Work required
State the number of lines in these records that include the string "hood", and say nothing more.

Exercise inputs
○ ○ ○ ○ ○ ○ ○

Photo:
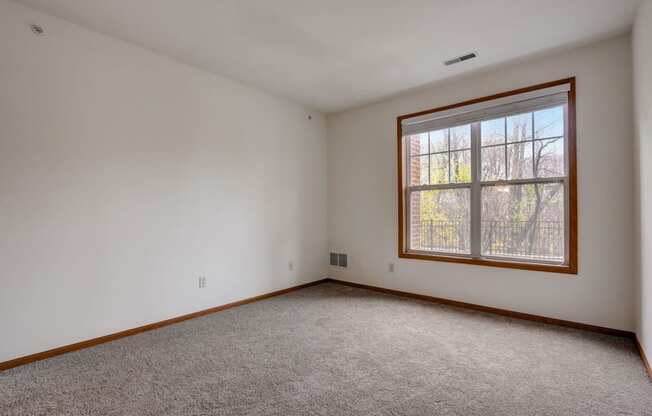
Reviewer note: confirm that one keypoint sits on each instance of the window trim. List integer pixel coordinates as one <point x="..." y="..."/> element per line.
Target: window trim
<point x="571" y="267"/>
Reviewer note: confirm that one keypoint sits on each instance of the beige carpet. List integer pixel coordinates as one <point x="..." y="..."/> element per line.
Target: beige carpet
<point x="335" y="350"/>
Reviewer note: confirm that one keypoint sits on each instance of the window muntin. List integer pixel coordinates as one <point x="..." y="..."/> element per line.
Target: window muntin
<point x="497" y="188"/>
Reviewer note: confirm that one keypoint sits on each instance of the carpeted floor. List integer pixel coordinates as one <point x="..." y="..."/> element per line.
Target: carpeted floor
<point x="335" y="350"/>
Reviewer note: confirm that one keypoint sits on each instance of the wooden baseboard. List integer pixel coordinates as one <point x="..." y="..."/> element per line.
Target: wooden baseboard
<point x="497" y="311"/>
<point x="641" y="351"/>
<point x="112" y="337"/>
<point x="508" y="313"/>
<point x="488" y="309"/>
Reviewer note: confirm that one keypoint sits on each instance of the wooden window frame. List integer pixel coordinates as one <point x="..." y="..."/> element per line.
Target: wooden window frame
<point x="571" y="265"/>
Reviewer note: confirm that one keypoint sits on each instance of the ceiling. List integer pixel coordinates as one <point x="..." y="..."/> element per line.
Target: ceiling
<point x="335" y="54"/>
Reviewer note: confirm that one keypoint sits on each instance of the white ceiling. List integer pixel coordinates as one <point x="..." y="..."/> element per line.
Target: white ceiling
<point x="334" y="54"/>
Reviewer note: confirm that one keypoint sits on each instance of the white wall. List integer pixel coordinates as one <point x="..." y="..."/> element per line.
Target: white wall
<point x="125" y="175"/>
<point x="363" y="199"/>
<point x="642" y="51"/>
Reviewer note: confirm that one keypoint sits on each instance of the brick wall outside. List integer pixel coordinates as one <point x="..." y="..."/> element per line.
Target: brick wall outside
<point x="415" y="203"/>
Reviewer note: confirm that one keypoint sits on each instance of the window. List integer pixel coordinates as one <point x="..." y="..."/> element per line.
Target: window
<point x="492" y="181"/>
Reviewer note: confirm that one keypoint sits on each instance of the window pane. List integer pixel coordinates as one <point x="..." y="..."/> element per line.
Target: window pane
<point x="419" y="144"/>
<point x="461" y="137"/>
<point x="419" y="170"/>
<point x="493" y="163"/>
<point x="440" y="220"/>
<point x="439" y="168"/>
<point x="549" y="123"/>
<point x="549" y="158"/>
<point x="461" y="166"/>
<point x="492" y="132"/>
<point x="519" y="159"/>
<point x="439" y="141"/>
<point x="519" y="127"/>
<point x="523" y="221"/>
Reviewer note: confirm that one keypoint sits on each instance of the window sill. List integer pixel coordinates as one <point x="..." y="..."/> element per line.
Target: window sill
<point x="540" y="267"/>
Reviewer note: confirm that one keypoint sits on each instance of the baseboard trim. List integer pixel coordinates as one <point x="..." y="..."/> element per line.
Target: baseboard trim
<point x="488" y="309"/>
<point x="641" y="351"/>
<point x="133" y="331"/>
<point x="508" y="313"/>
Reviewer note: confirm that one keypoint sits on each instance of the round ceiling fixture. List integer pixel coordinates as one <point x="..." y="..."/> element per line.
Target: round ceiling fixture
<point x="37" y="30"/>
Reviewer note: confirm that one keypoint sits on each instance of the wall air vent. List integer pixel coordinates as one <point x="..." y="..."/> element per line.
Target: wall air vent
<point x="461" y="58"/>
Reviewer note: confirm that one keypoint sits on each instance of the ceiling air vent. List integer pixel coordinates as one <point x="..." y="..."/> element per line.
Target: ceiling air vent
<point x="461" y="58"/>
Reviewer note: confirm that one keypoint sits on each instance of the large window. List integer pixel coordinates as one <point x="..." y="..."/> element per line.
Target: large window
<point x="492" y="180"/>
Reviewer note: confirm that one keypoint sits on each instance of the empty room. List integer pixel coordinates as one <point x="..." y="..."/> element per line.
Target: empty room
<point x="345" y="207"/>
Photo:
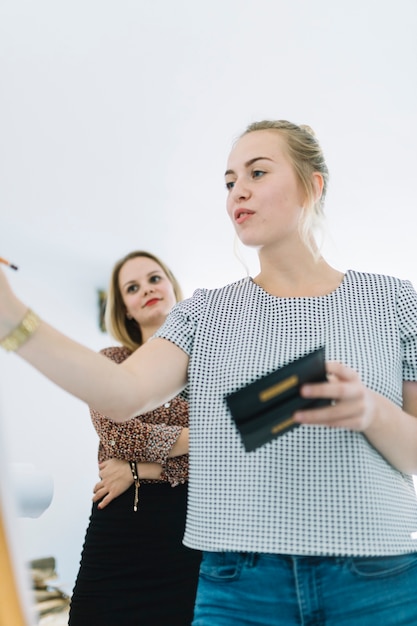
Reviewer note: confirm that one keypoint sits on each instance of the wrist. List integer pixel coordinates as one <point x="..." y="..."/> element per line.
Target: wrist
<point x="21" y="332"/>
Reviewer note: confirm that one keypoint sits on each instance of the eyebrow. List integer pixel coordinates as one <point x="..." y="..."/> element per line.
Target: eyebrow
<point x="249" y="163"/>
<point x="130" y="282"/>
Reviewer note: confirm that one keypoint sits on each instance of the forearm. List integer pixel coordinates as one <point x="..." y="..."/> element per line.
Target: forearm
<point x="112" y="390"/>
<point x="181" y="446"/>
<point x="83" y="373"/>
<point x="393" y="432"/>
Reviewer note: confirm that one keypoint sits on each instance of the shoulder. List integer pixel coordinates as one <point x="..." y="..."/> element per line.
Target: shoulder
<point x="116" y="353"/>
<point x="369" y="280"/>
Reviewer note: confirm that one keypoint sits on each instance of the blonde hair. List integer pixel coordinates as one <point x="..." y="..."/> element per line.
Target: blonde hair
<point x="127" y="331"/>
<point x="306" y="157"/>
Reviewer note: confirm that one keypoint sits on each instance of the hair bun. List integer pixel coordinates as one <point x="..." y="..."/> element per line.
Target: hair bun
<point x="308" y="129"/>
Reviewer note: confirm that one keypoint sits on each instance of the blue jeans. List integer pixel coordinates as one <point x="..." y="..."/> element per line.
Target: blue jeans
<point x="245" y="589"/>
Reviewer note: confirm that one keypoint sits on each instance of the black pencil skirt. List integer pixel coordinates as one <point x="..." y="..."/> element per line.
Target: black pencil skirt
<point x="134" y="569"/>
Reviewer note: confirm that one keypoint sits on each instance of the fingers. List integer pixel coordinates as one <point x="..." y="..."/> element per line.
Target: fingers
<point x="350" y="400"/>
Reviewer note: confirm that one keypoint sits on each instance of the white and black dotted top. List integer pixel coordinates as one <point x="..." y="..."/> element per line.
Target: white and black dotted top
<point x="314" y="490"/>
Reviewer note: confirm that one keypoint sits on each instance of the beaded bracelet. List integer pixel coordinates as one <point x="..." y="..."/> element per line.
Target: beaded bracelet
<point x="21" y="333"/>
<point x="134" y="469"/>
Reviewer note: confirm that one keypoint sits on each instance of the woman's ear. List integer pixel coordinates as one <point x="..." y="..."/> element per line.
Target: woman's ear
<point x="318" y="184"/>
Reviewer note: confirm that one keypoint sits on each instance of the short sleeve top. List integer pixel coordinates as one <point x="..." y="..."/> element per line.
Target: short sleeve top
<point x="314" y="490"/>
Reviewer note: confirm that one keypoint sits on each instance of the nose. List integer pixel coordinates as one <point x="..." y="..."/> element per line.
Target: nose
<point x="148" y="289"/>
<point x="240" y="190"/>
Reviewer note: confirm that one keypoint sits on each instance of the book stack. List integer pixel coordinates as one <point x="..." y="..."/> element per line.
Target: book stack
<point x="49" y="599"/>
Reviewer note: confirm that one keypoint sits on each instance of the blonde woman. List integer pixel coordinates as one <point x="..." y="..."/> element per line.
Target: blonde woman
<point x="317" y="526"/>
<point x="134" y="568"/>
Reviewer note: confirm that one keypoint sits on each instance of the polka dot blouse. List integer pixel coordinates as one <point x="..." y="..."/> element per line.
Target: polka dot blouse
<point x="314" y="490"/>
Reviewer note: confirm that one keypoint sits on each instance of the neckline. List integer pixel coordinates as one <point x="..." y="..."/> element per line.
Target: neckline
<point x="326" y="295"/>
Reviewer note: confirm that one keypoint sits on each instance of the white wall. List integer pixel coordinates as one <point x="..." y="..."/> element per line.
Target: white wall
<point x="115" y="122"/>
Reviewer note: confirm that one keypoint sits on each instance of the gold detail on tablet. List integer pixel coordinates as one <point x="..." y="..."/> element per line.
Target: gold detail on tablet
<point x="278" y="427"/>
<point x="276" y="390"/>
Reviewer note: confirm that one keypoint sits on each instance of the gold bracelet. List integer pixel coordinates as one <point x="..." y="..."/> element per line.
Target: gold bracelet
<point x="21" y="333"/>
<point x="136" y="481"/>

○ ○ ○ ○ ○ ○ ○

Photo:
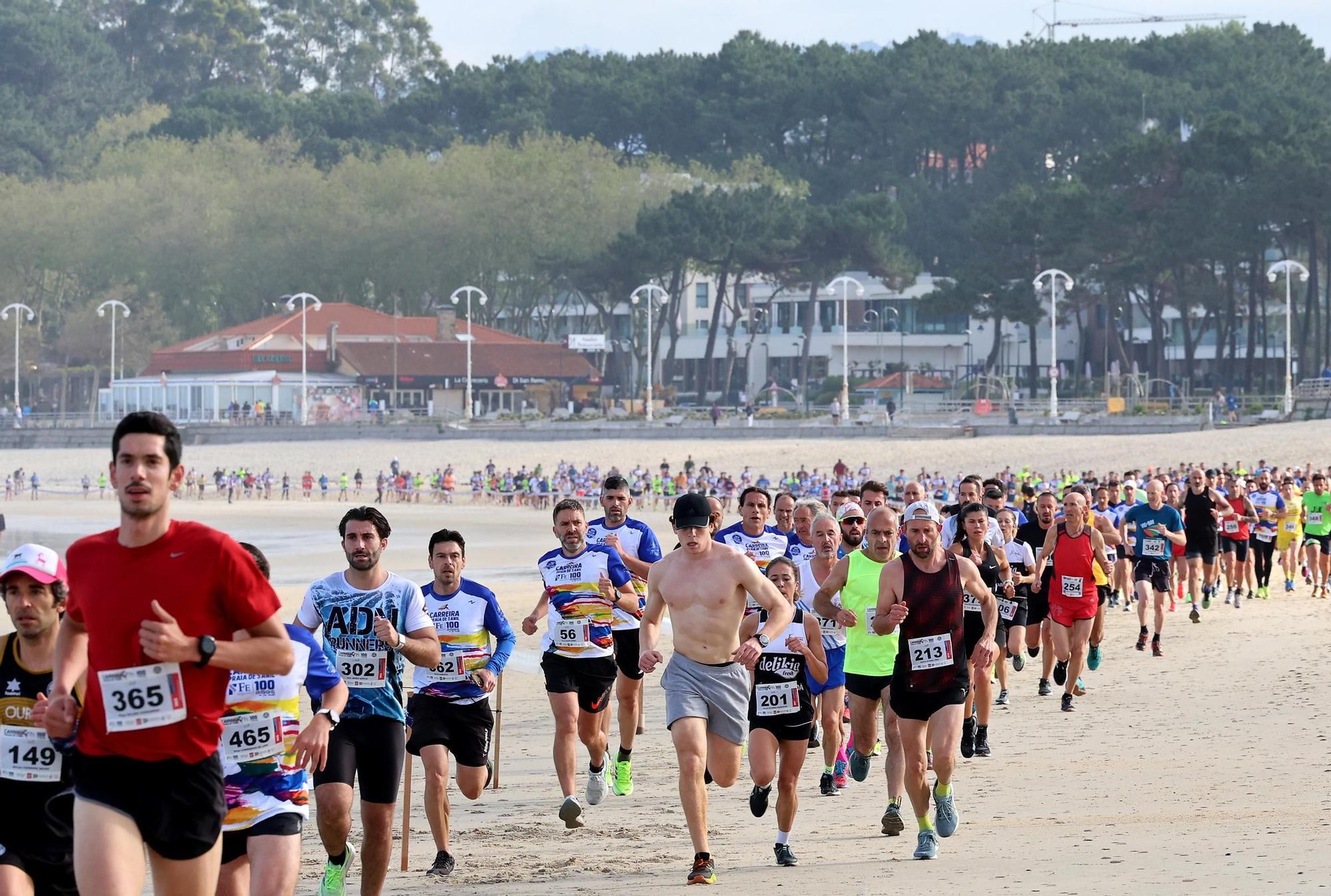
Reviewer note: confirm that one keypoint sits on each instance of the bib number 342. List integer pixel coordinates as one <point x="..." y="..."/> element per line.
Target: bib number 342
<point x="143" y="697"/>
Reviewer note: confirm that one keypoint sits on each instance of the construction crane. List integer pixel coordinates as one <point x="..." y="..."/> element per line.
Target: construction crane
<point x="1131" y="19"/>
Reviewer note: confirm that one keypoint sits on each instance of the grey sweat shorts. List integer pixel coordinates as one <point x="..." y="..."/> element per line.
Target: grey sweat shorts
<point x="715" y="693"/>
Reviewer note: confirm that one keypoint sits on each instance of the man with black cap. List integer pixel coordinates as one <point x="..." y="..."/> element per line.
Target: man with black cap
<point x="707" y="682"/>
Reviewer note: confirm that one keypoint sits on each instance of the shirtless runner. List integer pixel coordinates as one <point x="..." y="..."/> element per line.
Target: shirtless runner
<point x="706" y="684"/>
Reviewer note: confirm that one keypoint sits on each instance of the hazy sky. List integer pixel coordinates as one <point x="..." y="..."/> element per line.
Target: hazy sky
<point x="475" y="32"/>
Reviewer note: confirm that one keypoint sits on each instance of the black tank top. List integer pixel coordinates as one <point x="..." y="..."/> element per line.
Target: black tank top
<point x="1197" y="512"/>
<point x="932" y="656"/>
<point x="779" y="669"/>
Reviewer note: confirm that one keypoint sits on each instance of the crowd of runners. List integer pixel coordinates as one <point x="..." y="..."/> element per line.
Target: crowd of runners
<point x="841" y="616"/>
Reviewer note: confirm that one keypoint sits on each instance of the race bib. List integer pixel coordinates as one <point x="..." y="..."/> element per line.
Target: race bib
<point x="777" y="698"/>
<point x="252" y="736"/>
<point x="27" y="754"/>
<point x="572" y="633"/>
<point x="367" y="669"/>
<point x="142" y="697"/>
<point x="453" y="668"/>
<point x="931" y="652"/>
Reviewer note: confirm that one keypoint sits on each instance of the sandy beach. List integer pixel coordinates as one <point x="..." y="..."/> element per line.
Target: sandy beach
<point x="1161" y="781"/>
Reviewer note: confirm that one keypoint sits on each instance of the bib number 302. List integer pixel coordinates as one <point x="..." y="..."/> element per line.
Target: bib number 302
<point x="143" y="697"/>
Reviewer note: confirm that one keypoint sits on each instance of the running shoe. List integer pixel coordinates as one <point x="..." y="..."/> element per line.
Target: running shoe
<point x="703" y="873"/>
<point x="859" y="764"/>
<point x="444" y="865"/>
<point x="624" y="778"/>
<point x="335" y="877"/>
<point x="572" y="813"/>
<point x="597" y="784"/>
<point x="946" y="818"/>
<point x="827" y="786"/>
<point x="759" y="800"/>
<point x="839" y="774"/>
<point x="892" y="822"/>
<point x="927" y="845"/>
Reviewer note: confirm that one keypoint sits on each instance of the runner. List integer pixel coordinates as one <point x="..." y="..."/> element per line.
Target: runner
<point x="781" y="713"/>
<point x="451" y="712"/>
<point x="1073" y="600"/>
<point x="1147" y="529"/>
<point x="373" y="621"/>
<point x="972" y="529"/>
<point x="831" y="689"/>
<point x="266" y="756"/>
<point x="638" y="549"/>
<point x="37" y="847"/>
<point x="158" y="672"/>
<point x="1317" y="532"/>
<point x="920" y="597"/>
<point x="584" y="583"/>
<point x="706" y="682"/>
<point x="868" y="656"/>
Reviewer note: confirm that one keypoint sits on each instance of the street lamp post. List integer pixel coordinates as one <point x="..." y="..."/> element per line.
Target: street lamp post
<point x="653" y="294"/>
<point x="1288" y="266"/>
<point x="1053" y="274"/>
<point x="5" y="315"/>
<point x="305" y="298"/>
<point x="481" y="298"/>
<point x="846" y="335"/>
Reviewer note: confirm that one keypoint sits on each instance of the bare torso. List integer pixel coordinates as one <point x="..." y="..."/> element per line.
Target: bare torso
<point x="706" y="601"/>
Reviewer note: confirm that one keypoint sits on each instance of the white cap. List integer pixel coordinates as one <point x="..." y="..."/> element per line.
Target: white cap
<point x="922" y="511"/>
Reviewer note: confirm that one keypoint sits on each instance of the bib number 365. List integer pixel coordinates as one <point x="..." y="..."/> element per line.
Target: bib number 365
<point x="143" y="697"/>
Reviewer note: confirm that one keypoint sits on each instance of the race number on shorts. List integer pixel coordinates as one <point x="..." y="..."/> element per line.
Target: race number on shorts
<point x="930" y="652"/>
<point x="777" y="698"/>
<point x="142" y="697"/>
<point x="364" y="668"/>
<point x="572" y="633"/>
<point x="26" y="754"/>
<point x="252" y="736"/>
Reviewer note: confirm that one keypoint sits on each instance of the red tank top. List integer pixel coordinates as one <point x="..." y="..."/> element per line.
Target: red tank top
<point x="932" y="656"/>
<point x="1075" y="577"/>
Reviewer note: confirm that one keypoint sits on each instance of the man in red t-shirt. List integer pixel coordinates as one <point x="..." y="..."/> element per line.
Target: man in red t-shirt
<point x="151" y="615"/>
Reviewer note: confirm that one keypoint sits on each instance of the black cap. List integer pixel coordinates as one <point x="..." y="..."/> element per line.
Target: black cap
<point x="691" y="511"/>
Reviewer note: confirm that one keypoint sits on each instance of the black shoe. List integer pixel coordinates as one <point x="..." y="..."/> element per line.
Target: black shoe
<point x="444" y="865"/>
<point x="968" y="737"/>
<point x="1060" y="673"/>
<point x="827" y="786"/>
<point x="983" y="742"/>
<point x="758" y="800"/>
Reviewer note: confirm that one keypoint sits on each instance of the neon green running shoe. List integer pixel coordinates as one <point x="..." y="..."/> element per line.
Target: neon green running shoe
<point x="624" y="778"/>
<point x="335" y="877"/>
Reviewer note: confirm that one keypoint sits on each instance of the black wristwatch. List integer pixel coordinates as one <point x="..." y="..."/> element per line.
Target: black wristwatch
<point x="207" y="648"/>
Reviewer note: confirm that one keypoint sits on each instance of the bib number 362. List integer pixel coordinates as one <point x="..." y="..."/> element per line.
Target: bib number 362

○ ○ ○ ○ ○ ○ ○

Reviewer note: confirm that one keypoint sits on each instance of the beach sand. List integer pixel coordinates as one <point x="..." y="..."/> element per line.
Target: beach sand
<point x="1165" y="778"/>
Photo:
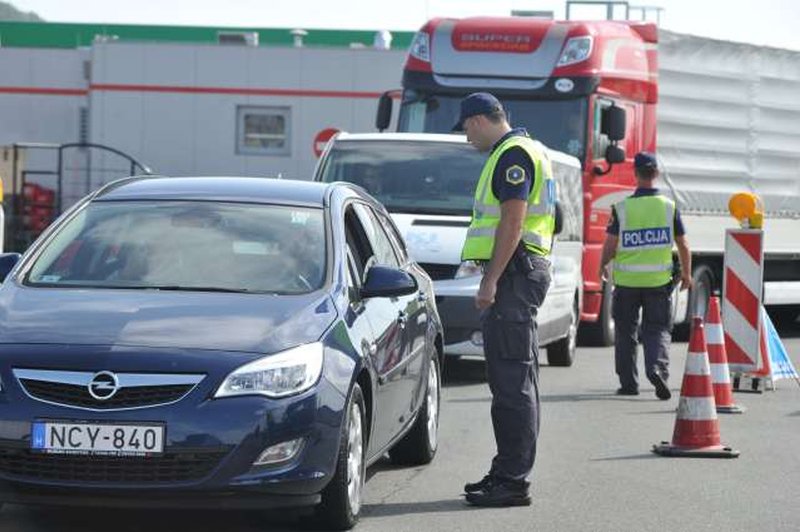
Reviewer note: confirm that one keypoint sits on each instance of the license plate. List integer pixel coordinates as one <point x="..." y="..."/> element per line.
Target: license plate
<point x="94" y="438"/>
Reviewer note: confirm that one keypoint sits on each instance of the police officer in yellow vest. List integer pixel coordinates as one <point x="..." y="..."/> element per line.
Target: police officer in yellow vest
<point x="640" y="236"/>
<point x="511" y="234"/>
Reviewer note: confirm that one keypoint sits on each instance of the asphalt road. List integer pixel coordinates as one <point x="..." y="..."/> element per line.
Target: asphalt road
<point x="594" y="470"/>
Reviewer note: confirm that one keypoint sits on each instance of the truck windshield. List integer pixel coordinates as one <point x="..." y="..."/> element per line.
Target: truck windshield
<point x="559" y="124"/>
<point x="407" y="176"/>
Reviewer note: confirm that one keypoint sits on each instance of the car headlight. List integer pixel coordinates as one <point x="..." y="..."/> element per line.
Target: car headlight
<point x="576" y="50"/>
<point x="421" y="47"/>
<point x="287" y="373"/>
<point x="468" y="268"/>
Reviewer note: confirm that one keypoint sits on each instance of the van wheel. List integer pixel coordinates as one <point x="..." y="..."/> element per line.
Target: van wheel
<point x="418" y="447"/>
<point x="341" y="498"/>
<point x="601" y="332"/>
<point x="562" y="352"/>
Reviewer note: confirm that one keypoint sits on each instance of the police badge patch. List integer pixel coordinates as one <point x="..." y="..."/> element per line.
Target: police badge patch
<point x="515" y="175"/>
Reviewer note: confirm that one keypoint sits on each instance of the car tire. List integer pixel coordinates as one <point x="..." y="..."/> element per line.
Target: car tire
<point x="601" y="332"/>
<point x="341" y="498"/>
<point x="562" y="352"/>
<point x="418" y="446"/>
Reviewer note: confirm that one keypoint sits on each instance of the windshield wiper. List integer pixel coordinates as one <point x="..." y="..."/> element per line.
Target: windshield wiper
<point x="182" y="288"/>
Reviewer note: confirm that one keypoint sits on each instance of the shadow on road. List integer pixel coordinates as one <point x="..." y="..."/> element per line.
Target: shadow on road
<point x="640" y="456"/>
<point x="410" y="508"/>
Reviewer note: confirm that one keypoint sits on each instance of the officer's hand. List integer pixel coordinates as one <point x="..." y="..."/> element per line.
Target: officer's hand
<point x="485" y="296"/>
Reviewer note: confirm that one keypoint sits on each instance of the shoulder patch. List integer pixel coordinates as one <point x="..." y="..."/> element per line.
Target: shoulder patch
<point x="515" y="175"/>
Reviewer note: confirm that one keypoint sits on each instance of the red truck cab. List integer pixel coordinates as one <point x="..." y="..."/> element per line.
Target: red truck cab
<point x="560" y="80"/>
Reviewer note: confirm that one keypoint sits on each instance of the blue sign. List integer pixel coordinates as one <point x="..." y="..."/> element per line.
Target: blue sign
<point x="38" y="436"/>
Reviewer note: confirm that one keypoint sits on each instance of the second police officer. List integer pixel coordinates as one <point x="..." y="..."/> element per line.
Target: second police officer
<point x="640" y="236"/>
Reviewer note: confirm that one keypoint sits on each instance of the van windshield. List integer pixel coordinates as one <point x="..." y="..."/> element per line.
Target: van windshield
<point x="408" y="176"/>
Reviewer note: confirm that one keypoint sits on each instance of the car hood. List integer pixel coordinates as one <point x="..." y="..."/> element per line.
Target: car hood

○ ○ ○ ○ ○ ○ ○

Result for this exercise
2